■ JOB A
In the post about doppelgangers, what did Elseworlds canonize the 1990 The Flash as?
■ JOB B
Reproduce the post about doppelgangers word for word from "You're having a" to "or the other.".
■ JOB C
The final sentence of the post about doppelgangers names several things that acknowledging the need to adjust the model is not. List them.

— Start SOURCE PASSAGE —

You're having a hissy fit because they're breaking some non-existent "rule" and being condescending because someone dared to point out said "rule" doesn't exist.

The only thing they've establish is there are multiple Earths. Some have identical counterparts. Some don't.





Once again: I never said it was an unbreakable rule, nor am I asserting that they cannot or should not change it. I am merely commenting on the fact that they have followed a pattern up to this point that they are no longer following. Commenting on a thing does not require taking an ideological stand on it. Observation is not judgment. First one has to accurately describe reality before one can formulate an opinion one way or the other.

In science and reason, you base your model only on the available evidence, and freely amend or abandon that model when new evidence contradicts it. It is certainly wrong to assume that your current model is inviolable for all time and that any further evidence must be rejected -- but that does not mean it is an "assumption" to formulate a model in the first place. It's an extrapolation from the data, a working guideline to use as long as it remains useful, i.e. until new data conflicts with it and requires it to be changed. As long as you don't mistake it for an inviolable article of faith, as long as you change it as needed to fit the facts rather than the reverse, then you're fine.

So the statement that all onscreen doppelgangers up to this point have been identical to their counterparts is merely a correct description of the data. Back when 100% of doppelgangers were identical, it was reasonable to use the model "doppelgangers are identical and contemporaneous with their counterparts (as far as we know)." Last year, when Elseworlds canonized the 1990 The Flash as Earth-90, this implicitly established the existence of at least a few non-identical, non-contemporaneous doppelgangers, but they were rare exceptions to the overall pattern, so the overall model still held with minor modification ("most doppelgangers are identical and contemporaneous"). Now, however, the data from Crisis on Infinite Earths require a major change to the model -- doppelgangers are often non-identical and non-contemporaneous, possibly even more often than not. Acknowledging that we need to adjust our model is not complaining or protesting or denying -- just the opposite.

— End SOURCE PASSAGE —
— Start SUPPLIED MATERIAL —

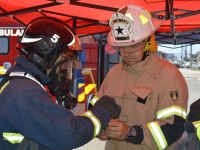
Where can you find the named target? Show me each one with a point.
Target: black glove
(189, 127)
(108, 104)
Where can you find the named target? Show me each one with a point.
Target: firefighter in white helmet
(152, 92)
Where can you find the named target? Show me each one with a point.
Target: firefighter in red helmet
(29, 119)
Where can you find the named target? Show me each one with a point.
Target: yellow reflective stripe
(13, 137)
(2, 70)
(198, 132)
(4, 86)
(89, 88)
(81, 97)
(197, 126)
(94, 100)
(95, 121)
(196, 123)
(170, 111)
(157, 135)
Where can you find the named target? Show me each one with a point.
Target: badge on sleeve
(174, 95)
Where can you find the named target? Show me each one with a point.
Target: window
(4, 45)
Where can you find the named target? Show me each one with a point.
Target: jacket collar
(22, 64)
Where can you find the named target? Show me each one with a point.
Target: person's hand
(108, 104)
(102, 136)
(117, 129)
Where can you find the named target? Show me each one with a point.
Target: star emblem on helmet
(119, 30)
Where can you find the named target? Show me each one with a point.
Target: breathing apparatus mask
(62, 79)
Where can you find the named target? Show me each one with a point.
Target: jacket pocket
(143, 100)
(142, 93)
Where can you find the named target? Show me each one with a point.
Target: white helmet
(130, 25)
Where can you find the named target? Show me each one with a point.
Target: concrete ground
(193, 80)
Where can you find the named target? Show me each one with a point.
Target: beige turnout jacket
(150, 94)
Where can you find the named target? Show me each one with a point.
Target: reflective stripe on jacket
(13, 137)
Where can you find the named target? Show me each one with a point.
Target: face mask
(62, 82)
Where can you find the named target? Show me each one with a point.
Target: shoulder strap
(18, 75)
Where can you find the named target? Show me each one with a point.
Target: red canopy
(91, 16)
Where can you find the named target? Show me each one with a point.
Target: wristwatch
(131, 135)
(135, 135)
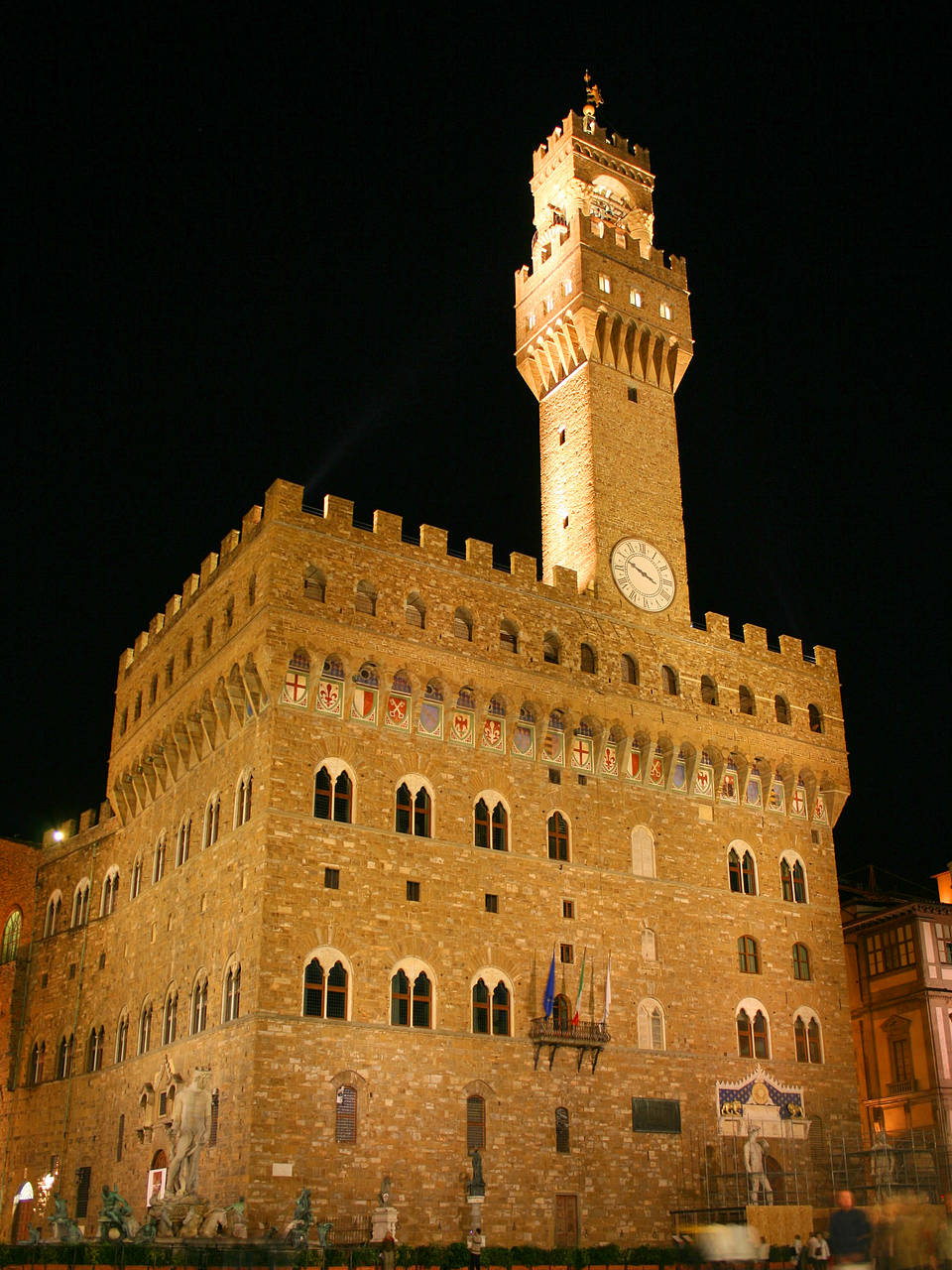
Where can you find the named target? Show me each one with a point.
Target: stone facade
(308, 644)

— End SUPPLIED MATERIAL —

■ EXERCISE RESPONSE A
Earth-90

■ EXERCISE RESPONSE B
You're having a hissy fit because they're breaking some non-existent "rule" and being condescending because someone dared to point out said "rule" doesn't exist.

The only thing they've establish is there are multiple Earths. Some have identical counterparts. Some don't.





Once again: I never said it was an unbreakable rule, nor am I asserting that they cannot or should not change it. I am merely commenting on the fact that they have followed a pattern up to this point that they are no longer following. Commenting on a thing does not require taking an ideological stand on it. Observation is not judgment. First one has to accurately describe reality before one can formulate an opinion one way or the other.

■ EXERCISE RESPONSE C
complaining, protesting, denying